Start of SELECTED TEXT

If you go back to 2007, when the iPhone was in its infancy and Facebook had only been around for a couple of years, the oil companies ranked among the most valuable in the world. ExxonMobil was the most valuable firm in the world and Chevron was near the top. Formula One cars were spectacularly noisy and the world was far less worried about things such as an energy transition, which means that the fuel produced by these companies was finding its way into cars with larger engines. It was a good time to be a petrolhead (and to own an oilfield), if nothing else.

Fast-forward to today, and oil companies have now made an effort to rebrand themselves as energy companies. The “about us” section of the Saudi Aramco website describes a focus on “energy security for a more sustainable world” — and quickly moves on to the energy transition and a net-zero economy. This industry has changed dramatically over the past two decades, even though the way people get around hasn’t changed nearly as fast as many predicted.
Oil helps things move from A to B. When there’s less demand at B, there’s less need to move things from A
The ESG consultants may have made plenty of money helping these companies change their public image, but one thing has remained the same: oil demand is directly linked to the level of global economic activity. Oil helps things move from A to B. When there’s less demand at B, there’s less of a need to move things from A. Though the Opec cartel does its best to manage supply to boost prices when demand is weaker, there’s only so much it can do. The oil value chain includes vast fixed assets, and you can’t get a return on investment if you aren’t willing to produce the stuff — even at depressed prices.
In dollars, the price of Brent crude is almost exactly what it was 10 years ago. In South Africa, we’ve experienced a different reality in petrol prices, thanks to the rand, but those with steady currencies against the dollar haven’t seen much fuel price inflation. This hasn’t helped oil producers, as their costs certainly haven’t been stagnant over the past decade.

End of SELECTED TEXT
Start of SUPPLIED INFORMATION

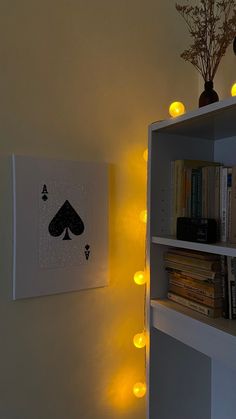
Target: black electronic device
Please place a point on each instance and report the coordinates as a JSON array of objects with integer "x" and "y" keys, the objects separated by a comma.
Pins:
[{"x": 202, "y": 230}]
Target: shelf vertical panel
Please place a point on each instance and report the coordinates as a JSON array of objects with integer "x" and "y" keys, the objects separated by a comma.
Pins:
[
  {"x": 223, "y": 391},
  {"x": 180, "y": 380}
]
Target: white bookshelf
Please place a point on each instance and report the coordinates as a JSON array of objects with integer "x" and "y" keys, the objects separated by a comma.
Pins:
[{"x": 187, "y": 351}]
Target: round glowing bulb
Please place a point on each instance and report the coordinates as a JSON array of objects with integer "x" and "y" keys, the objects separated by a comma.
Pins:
[
  {"x": 139, "y": 340},
  {"x": 233, "y": 90},
  {"x": 176, "y": 109},
  {"x": 139, "y": 389},
  {"x": 145, "y": 155},
  {"x": 143, "y": 216},
  {"x": 139, "y": 278}
]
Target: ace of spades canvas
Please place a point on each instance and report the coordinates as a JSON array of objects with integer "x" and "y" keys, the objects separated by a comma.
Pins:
[{"x": 60, "y": 226}]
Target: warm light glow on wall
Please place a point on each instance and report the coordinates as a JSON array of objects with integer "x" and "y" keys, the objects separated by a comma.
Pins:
[
  {"x": 139, "y": 278},
  {"x": 139, "y": 389},
  {"x": 233, "y": 90},
  {"x": 139, "y": 340},
  {"x": 176, "y": 109},
  {"x": 145, "y": 155},
  {"x": 143, "y": 216}
]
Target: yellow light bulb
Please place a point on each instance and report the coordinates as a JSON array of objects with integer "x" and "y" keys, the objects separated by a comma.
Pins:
[
  {"x": 139, "y": 278},
  {"x": 233, "y": 90},
  {"x": 139, "y": 389},
  {"x": 140, "y": 340},
  {"x": 143, "y": 216},
  {"x": 145, "y": 155},
  {"x": 176, "y": 109}
]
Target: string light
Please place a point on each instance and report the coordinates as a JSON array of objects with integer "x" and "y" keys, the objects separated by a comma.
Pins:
[
  {"x": 139, "y": 340},
  {"x": 145, "y": 155},
  {"x": 139, "y": 278},
  {"x": 233, "y": 90},
  {"x": 139, "y": 389},
  {"x": 143, "y": 216},
  {"x": 176, "y": 109}
]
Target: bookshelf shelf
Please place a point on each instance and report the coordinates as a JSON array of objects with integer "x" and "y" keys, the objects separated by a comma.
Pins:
[
  {"x": 188, "y": 353},
  {"x": 215, "y": 338},
  {"x": 217, "y": 248}
]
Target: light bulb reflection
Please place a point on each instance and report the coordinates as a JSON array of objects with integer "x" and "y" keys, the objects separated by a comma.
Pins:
[
  {"x": 176, "y": 109},
  {"x": 139, "y": 340},
  {"x": 139, "y": 278},
  {"x": 139, "y": 389}
]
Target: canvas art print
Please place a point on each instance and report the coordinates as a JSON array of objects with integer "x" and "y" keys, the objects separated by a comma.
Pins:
[{"x": 60, "y": 226}]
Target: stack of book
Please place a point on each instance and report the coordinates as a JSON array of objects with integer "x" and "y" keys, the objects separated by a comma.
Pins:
[
  {"x": 195, "y": 280},
  {"x": 204, "y": 189}
]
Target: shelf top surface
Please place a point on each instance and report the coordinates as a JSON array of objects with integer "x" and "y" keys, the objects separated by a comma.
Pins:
[
  {"x": 219, "y": 248},
  {"x": 224, "y": 325},
  {"x": 212, "y": 122}
]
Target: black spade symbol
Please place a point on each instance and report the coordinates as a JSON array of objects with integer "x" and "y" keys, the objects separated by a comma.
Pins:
[{"x": 66, "y": 219}]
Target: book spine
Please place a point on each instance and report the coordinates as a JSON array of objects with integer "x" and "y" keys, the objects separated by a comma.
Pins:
[
  {"x": 196, "y": 191},
  {"x": 173, "y": 197},
  {"x": 233, "y": 207},
  {"x": 204, "y": 192},
  {"x": 229, "y": 286},
  {"x": 210, "y": 312},
  {"x": 195, "y": 296},
  {"x": 229, "y": 192},
  {"x": 224, "y": 286},
  {"x": 223, "y": 204},
  {"x": 194, "y": 262},
  {"x": 208, "y": 290},
  {"x": 188, "y": 192}
]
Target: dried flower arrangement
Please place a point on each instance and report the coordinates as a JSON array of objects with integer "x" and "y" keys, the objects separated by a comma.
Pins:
[{"x": 212, "y": 25}]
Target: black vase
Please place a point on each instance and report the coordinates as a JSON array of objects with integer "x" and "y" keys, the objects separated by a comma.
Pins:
[{"x": 208, "y": 95}]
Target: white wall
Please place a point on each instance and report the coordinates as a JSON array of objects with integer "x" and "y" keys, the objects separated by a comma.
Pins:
[{"x": 82, "y": 80}]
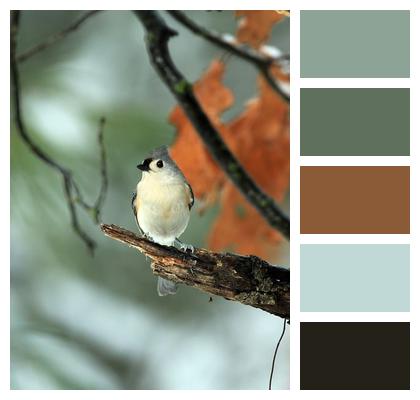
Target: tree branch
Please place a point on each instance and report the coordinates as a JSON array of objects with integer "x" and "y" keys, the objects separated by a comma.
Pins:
[
  {"x": 246, "y": 279},
  {"x": 72, "y": 191},
  {"x": 55, "y": 37},
  {"x": 157, "y": 37},
  {"x": 261, "y": 62}
]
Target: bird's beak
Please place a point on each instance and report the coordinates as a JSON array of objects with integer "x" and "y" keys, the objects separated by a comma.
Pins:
[{"x": 145, "y": 165}]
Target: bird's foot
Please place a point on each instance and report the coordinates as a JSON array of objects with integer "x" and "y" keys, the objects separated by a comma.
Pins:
[{"x": 184, "y": 247}]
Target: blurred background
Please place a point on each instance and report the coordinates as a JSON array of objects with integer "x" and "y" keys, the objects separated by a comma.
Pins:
[{"x": 82, "y": 322}]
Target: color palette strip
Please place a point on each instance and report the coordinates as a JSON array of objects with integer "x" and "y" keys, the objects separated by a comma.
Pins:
[
  {"x": 355, "y": 44},
  {"x": 358, "y": 200},
  {"x": 355, "y": 122},
  {"x": 355, "y": 355},
  {"x": 354, "y": 278},
  {"x": 350, "y": 200}
]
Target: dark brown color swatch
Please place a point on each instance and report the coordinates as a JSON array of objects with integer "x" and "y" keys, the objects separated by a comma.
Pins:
[
  {"x": 355, "y": 200},
  {"x": 355, "y": 355}
]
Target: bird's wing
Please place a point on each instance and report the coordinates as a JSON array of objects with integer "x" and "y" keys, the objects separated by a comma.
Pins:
[
  {"x": 133, "y": 206},
  {"x": 191, "y": 195}
]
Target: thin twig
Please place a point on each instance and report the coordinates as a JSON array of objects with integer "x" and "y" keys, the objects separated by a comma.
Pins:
[
  {"x": 157, "y": 37},
  {"x": 275, "y": 354},
  {"x": 104, "y": 174},
  {"x": 72, "y": 192},
  {"x": 246, "y": 279},
  {"x": 261, "y": 62},
  {"x": 55, "y": 37}
]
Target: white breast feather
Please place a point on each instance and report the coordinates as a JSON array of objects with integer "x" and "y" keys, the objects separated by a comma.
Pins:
[{"x": 162, "y": 208}]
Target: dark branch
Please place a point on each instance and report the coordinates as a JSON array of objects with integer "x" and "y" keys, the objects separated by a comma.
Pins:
[
  {"x": 157, "y": 37},
  {"x": 246, "y": 279},
  {"x": 72, "y": 192},
  {"x": 261, "y": 62},
  {"x": 55, "y": 37}
]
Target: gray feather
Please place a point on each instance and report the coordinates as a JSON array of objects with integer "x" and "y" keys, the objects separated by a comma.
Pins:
[{"x": 166, "y": 287}]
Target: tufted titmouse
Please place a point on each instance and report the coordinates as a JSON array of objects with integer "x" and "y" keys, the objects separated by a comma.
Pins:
[{"x": 162, "y": 204}]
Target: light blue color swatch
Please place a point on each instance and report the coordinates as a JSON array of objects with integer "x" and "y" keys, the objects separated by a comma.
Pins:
[{"x": 371, "y": 277}]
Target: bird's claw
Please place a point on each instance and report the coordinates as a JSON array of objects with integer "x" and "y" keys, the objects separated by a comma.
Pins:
[
  {"x": 187, "y": 247},
  {"x": 184, "y": 247}
]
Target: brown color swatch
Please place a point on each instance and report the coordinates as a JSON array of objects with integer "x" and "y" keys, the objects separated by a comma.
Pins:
[
  {"x": 355, "y": 356},
  {"x": 355, "y": 200}
]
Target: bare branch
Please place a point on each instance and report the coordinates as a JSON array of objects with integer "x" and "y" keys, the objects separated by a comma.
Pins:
[
  {"x": 54, "y": 38},
  {"x": 246, "y": 279},
  {"x": 260, "y": 61},
  {"x": 157, "y": 37},
  {"x": 72, "y": 192}
]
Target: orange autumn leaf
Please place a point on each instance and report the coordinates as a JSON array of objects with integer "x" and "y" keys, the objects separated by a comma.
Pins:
[
  {"x": 188, "y": 150},
  {"x": 260, "y": 139},
  {"x": 255, "y": 26}
]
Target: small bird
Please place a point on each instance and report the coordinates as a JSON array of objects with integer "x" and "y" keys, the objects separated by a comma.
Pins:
[{"x": 162, "y": 204}]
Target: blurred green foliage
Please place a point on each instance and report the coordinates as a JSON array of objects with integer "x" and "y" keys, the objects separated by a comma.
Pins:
[{"x": 79, "y": 322}]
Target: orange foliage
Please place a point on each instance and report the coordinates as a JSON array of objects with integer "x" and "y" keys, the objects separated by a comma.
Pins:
[
  {"x": 255, "y": 26},
  {"x": 201, "y": 171},
  {"x": 259, "y": 138}
]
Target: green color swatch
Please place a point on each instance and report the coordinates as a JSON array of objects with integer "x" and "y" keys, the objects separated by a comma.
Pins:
[
  {"x": 355, "y": 44},
  {"x": 355, "y": 122},
  {"x": 341, "y": 278}
]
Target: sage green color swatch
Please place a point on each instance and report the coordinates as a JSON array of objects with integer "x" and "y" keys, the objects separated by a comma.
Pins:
[
  {"x": 352, "y": 278},
  {"x": 355, "y": 44},
  {"x": 355, "y": 122}
]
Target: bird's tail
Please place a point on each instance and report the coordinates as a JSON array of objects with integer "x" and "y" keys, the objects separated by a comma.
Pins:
[{"x": 166, "y": 287}]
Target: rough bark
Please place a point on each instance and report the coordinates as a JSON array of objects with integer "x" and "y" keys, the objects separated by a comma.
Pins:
[{"x": 246, "y": 279}]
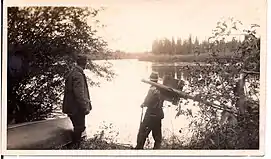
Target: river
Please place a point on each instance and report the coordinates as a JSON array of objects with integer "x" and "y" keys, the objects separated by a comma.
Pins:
[{"x": 116, "y": 104}]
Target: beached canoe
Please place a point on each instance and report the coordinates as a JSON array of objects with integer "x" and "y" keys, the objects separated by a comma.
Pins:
[{"x": 45, "y": 134}]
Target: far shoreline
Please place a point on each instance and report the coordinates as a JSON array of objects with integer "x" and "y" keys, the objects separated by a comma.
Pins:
[{"x": 165, "y": 58}]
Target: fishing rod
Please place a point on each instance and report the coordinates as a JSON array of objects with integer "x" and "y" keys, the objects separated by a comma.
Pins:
[{"x": 186, "y": 96}]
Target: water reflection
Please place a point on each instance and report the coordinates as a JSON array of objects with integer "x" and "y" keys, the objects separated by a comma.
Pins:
[{"x": 118, "y": 102}]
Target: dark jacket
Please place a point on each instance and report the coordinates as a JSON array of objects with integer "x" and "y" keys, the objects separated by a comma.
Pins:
[
  {"x": 154, "y": 103},
  {"x": 76, "y": 95}
]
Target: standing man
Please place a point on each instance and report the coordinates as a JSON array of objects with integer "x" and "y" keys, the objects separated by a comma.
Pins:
[
  {"x": 153, "y": 116},
  {"x": 76, "y": 102}
]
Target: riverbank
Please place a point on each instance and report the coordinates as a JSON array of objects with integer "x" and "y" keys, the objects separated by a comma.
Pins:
[{"x": 180, "y": 58}]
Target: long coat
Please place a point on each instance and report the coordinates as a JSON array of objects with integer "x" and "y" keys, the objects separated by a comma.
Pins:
[{"x": 76, "y": 94}]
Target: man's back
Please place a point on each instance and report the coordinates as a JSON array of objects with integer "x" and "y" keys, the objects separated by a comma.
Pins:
[
  {"x": 76, "y": 94},
  {"x": 154, "y": 102}
]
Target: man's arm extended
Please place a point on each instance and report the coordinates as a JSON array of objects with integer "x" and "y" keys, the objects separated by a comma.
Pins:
[{"x": 148, "y": 99}]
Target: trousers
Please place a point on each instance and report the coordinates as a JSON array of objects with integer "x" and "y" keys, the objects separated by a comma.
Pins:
[
  {"x": 150, "y": 124},
  {"x": 78, "y": 122}
]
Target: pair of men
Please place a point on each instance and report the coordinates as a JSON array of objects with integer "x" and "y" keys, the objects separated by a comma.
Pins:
[{"x": 77, "y": 105}]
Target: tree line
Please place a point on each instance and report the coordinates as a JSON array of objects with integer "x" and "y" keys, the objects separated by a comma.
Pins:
[{"x": 189, "y": 46}]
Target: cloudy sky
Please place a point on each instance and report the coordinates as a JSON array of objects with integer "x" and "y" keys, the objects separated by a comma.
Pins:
[{"x": 132, "y": 25}]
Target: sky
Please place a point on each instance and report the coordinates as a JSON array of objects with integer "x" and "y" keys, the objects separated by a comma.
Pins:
[{"x": 132, "y": 26}]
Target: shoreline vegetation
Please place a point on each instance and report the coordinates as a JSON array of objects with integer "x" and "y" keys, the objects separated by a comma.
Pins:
[{"x": 150, "y": 57}]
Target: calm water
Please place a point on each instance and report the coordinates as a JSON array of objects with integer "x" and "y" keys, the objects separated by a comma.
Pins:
[{"x": 118, "y": 103}]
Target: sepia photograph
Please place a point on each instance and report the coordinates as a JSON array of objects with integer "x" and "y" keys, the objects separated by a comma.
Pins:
[{"x": 145, "y": 77}]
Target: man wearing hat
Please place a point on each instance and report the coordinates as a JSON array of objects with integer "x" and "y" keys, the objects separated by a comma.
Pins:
[
  {"x": 76, "y": 102},
  {"x": 153, "y": 116}
]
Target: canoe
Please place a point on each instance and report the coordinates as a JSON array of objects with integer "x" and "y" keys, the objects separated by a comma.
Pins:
[{"x": 39, "y": 135}]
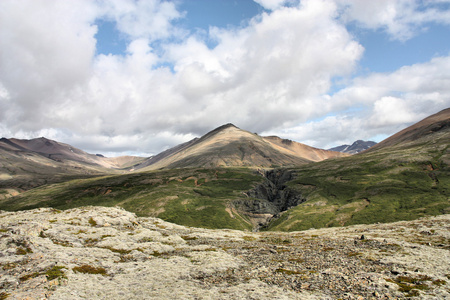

End of SUPPLIED INFORMATION

- **THINGS TO DO**
**1.** Copy word for word the section of the oil industry text that opens with the words containing "In dollars, the" and closes with "the past decade.".
**2.** Write the next part of the text on the oil industry, picking up after its final sentence.

- **SOLVED TASKS**
**1.**
In dollars, the price of Brent crude is almost exactly what it was 10 years ago. In South Africa, we’ve experienced a different reality in petrol prices, thanks to the rand, but those with steady currencies against the dollar haven’t seen much fuel price inflation. This hasn’t helped oil producers, as their costs certainly haven’t been stagnant over the past decade.

**2.**
When Saudi Aramco executed its record-breaking IPO in 2019, just 1.5% of the company’s shares were sold to the public. A further sale took place in 2024, raising billions more as Saudi Arabia took steps to fund a budget deficit. It could still raise plenty of money, as the Saudi government holds over 97.6% of the company after the IPO and subsequent offering.
IPO investors haven’t enjoyed any share price growth, though the pandemic in the middle didn’t do long-term oil demand any favours as the world learnt to function with less A to B. The short-term spike in the oil price during the pandemic has washed away, taking Saudi Aramco (and many other names in the sector) with it. The IPO price was 32 Saudi riyals; it now trades below 25, after peaking at more than 38 in 2022.
The bull case has always been around the dividend, with the argument that the Saudi government is dependent on the company for dividend income, meaning any cut to the dividend would be a last-resort strategy. The latest quarterly dividend reflects growth in the base dividend of 4.2% year on year (in dollars), despite net income dropping 4.8% (also in dollars). The bull argument is accurate for the base dividend, but performance-based dividends (a top-up from Covid days) are expected to be much lower this year. The market knows that dividends cannot grow into perpetuity if underlying earnings are under pressure. At some point, even the base dividend will stagnate unless earnings keep growing.
Free cash flow is an even bigger alarm bell than net income, as it fell by nearly 16% in dollars. This was driven by the double-whammy of lower net income and higher capital expenditure, with Saudi Aramco forced to invest in new exploration and energy activities despite having enjoyed no uptick in oil prices over the past decade.
For all the money spent on global sports events and the rebranding of Saudi Arabia, there are glaring risks not only for the country, but for the oil industry as a whole. The world can’t live without oil and may never reach that point, but that doesn’t mean that profit margins in the sector won’t keep compressing.